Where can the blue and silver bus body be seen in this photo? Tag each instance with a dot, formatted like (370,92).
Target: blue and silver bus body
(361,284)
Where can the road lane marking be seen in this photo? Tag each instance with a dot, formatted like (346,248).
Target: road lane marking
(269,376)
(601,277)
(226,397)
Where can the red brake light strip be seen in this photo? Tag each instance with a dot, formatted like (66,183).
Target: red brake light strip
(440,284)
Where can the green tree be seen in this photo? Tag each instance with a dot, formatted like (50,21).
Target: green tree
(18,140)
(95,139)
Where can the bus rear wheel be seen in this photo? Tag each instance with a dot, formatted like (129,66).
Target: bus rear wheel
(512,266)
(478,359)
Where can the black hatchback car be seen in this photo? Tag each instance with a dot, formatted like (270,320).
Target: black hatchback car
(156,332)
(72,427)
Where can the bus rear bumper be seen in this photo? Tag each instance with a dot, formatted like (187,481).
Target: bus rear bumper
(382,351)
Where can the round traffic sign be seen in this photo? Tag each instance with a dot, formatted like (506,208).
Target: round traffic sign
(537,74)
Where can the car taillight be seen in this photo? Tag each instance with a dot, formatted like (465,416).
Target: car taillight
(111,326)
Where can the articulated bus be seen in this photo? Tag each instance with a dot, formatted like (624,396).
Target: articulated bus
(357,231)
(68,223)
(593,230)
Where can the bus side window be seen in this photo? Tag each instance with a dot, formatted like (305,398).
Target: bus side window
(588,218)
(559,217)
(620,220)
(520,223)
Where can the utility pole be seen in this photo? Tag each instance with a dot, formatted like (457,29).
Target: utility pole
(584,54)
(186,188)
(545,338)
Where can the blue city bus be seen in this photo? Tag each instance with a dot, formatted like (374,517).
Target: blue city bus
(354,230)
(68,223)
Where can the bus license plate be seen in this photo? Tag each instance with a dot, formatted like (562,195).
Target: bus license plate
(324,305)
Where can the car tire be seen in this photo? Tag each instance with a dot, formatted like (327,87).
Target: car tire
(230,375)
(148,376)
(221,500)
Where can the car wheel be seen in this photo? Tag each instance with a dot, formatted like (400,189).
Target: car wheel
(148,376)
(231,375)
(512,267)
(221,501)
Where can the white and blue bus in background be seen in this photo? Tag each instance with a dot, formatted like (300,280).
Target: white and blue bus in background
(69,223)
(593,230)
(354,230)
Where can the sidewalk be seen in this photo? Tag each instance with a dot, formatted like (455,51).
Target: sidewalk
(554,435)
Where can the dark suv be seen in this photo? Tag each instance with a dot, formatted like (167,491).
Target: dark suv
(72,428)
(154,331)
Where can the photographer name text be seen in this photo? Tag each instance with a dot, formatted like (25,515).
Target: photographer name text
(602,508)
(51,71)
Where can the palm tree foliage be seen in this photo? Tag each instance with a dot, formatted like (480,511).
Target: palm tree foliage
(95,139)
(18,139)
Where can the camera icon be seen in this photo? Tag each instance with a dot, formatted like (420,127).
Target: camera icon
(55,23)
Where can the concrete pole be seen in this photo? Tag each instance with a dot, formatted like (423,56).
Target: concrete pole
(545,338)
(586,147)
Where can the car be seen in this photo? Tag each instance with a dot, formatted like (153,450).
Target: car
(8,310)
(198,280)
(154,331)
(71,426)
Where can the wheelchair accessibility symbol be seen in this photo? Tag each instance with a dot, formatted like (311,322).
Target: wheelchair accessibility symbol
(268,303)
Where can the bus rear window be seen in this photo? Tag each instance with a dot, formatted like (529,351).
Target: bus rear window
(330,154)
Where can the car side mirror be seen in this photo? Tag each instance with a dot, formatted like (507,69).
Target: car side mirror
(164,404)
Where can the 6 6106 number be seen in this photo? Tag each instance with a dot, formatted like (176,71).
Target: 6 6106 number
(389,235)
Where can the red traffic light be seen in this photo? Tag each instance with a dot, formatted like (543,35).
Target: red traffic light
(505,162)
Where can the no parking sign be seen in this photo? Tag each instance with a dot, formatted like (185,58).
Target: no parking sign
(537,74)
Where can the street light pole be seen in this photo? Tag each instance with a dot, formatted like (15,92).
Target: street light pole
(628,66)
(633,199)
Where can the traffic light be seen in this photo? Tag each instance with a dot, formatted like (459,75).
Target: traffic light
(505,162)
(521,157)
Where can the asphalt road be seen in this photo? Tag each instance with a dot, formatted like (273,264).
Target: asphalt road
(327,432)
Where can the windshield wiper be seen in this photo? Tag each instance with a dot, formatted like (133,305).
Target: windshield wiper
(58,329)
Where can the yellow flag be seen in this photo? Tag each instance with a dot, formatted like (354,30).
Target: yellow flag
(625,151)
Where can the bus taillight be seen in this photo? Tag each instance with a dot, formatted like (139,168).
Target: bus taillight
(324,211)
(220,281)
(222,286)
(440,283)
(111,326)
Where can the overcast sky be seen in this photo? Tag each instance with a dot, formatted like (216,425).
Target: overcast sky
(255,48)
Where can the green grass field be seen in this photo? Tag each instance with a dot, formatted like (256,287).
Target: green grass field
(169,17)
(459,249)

- - -

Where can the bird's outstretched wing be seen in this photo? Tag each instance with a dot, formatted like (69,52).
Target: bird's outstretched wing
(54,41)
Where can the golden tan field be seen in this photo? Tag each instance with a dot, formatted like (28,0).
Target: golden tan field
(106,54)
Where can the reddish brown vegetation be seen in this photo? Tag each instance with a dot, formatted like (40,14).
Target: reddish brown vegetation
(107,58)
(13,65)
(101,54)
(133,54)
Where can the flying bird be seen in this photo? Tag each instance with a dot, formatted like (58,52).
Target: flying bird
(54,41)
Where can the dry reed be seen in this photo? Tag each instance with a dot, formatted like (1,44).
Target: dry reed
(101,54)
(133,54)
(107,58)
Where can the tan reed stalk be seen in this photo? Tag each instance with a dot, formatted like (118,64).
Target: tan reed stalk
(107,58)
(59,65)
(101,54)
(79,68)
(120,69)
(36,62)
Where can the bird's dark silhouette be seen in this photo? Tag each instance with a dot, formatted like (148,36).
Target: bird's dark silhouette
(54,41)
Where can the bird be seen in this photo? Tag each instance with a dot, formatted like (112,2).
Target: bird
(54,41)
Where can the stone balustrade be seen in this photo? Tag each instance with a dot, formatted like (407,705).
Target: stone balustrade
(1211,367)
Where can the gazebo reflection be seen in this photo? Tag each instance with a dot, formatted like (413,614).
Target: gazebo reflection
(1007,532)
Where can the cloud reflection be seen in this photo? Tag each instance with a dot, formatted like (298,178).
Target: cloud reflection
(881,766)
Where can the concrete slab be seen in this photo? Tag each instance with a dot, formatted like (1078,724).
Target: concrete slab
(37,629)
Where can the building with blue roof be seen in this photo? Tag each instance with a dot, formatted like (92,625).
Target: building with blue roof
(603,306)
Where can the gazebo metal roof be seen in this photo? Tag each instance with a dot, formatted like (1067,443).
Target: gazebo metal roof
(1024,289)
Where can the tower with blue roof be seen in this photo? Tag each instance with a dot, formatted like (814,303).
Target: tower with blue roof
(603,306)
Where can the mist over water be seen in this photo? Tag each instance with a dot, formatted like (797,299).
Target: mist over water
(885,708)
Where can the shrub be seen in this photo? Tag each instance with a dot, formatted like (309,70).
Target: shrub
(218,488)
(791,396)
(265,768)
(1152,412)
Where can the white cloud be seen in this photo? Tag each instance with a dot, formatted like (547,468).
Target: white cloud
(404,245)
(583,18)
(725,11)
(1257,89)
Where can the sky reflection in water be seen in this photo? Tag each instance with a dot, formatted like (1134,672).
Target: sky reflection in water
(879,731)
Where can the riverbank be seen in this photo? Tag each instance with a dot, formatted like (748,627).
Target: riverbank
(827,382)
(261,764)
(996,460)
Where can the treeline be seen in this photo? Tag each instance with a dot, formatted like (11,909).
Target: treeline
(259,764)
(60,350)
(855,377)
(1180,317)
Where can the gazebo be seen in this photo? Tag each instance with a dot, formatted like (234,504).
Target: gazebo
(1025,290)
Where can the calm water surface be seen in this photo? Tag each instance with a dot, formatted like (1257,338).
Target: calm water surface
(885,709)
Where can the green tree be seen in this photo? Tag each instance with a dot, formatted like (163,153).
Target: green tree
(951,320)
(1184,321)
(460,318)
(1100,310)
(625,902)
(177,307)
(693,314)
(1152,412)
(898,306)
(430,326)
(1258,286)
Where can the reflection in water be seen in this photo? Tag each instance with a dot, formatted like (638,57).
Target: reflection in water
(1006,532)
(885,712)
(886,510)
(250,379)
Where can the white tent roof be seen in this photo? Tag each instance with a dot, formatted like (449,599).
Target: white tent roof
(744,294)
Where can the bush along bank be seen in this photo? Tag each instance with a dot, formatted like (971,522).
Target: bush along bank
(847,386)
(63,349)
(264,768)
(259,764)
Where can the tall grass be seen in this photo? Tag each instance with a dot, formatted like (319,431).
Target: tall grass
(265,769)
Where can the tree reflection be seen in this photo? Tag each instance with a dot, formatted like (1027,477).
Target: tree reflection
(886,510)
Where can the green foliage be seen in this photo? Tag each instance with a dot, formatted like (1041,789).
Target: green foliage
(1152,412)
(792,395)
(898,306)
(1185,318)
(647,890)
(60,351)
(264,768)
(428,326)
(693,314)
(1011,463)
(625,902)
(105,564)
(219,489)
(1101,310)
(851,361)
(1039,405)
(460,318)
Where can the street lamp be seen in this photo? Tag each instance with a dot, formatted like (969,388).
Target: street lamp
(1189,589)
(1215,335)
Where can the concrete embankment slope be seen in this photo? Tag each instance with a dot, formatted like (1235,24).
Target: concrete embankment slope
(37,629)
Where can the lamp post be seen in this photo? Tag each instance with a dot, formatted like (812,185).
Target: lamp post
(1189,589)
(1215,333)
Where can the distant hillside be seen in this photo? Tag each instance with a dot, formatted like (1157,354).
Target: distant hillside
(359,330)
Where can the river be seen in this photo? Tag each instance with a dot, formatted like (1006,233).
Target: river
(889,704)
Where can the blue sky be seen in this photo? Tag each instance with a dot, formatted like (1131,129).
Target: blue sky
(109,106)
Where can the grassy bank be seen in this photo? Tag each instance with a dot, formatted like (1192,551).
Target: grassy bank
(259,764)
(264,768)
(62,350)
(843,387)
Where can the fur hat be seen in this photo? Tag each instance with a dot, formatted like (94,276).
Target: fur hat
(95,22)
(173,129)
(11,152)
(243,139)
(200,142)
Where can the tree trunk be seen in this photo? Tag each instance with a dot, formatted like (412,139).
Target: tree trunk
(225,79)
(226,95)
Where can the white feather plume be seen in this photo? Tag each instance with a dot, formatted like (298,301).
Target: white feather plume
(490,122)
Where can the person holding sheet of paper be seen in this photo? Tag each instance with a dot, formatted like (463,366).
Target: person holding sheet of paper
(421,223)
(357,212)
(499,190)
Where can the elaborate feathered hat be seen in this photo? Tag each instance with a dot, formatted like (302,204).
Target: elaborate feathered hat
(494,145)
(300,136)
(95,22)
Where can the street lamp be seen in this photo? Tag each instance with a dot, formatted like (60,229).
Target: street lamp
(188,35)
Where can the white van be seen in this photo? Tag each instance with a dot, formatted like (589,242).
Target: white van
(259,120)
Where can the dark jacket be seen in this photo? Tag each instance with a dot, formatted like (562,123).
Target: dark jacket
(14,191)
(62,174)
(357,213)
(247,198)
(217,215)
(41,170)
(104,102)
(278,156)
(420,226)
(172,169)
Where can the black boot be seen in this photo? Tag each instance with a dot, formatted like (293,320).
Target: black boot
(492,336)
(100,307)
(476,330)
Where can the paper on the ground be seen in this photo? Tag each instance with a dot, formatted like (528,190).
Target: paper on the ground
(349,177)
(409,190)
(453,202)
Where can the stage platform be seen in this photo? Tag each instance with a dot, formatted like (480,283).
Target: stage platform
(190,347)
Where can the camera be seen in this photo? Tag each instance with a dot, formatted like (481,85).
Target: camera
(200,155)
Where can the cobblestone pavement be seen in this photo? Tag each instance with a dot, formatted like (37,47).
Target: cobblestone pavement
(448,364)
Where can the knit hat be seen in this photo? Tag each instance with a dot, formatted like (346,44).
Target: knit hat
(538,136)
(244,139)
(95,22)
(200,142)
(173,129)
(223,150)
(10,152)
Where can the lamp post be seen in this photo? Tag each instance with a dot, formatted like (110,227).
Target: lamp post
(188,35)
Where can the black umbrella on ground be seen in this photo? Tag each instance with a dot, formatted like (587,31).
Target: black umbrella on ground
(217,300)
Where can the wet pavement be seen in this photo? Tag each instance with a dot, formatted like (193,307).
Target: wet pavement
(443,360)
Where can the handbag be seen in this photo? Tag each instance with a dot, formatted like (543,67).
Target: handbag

- - -

### GIVEN TASK
Collect every line of the records that contains the string "pavement", and copy each one in full.

### OUTPUT OF THE EXERCISE
Where can the cobblestone pavement be seen in this photo? Tag each instance with a dot, formatted like (37,47).
Target: cobblestone pavement
Where can the wet pavement be seen in this photo? Tag each instance with a dot, formatted like (193,307).
Target: wet pavement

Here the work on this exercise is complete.